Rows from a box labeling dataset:
---------------

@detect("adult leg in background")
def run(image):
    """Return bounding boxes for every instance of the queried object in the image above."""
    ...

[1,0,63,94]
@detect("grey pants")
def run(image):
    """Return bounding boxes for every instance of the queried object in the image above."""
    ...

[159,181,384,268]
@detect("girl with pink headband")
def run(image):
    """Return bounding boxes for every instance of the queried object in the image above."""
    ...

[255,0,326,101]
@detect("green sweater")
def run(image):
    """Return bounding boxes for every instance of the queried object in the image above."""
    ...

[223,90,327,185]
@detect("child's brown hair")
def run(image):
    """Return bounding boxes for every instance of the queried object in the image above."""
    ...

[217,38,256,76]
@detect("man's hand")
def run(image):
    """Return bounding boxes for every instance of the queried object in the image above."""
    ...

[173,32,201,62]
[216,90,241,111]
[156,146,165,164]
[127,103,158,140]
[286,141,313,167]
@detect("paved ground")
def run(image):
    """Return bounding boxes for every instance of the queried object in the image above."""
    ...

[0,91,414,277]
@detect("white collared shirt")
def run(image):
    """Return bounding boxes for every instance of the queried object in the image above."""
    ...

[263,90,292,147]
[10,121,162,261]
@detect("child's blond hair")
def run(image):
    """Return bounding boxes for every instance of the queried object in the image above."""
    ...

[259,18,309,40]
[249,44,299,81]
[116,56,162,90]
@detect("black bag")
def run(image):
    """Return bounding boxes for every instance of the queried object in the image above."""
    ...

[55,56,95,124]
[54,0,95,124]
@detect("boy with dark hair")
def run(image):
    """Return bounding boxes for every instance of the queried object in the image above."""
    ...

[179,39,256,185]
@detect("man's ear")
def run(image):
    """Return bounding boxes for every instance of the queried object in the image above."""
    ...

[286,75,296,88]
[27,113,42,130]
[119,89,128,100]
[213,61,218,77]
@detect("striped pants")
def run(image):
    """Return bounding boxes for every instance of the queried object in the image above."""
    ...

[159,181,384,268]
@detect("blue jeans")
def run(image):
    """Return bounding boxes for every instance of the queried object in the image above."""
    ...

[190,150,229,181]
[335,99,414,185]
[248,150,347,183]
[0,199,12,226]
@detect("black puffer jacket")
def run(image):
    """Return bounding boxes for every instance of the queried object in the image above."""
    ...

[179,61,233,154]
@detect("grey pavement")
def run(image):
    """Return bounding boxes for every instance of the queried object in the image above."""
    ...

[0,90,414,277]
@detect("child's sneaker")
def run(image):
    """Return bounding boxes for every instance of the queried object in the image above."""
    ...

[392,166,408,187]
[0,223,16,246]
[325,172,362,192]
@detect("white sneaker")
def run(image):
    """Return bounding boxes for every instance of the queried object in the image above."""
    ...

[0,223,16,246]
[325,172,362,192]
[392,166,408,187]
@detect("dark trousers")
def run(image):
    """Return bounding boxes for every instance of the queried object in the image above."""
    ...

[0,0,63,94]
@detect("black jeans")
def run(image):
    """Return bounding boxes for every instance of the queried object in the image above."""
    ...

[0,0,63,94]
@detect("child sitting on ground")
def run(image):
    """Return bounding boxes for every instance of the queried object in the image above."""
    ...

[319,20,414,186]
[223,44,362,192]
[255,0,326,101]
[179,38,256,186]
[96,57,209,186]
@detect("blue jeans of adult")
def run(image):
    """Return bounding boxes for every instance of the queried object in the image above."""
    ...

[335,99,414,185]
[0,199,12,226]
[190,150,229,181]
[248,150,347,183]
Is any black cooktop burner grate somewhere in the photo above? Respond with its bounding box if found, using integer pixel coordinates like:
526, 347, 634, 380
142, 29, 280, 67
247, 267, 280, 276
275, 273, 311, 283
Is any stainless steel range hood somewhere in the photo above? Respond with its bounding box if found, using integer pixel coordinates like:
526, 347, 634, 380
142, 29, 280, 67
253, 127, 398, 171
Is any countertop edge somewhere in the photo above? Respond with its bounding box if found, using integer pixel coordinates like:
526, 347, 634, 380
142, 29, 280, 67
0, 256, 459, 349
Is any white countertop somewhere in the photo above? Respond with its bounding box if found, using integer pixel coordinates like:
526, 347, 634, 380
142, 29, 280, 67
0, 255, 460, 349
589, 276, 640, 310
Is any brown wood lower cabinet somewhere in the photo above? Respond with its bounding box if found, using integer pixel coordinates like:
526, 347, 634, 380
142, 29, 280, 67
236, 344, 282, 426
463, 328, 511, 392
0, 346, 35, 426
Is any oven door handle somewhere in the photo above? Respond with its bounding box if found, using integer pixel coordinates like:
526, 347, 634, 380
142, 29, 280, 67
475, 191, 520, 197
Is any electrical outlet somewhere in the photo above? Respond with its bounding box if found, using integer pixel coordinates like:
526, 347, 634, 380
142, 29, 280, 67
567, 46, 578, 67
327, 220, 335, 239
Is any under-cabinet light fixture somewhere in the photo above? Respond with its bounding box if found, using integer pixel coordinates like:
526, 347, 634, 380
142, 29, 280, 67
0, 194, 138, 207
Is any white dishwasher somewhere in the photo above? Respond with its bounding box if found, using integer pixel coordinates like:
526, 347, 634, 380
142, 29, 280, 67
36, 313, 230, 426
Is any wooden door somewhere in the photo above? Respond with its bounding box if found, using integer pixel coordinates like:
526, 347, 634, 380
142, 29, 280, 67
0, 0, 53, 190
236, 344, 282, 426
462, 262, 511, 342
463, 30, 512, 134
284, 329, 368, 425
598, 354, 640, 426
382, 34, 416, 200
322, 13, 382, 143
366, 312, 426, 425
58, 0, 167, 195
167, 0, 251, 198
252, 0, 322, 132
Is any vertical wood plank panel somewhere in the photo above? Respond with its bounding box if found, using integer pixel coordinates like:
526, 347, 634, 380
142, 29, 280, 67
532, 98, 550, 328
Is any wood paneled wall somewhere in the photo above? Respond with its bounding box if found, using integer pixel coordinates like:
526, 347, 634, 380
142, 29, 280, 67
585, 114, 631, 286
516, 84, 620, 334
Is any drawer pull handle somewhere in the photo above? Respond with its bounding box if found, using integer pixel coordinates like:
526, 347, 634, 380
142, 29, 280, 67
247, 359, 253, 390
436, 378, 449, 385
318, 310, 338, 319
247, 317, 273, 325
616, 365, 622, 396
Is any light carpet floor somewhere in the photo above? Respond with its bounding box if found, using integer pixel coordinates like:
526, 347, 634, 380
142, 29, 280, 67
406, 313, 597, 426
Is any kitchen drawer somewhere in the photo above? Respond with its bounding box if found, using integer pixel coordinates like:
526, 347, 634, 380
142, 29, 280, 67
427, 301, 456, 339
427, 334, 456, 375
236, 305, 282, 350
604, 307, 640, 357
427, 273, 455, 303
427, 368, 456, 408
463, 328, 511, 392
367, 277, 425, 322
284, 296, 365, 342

---------------

#### [Work to do]
Resize everything from the line containing "Is any white dishwasher" down to the line containing "36, 313, 230, 426" and write out each of those lines again, requests included. Multiply every bounding box coordinate in the answers by 1.7 and round to whole numbers with halves rounded up, leaving the requests and their sample coordinates unchanged.

#### [Output of the task]
Is any white dishwasher somewhere in the photo above? Respond with its bounding box if found, using integer pixel coordinates like:
526, 347, 634, 380
142, 29, 280, 67
61, 532, 391, 724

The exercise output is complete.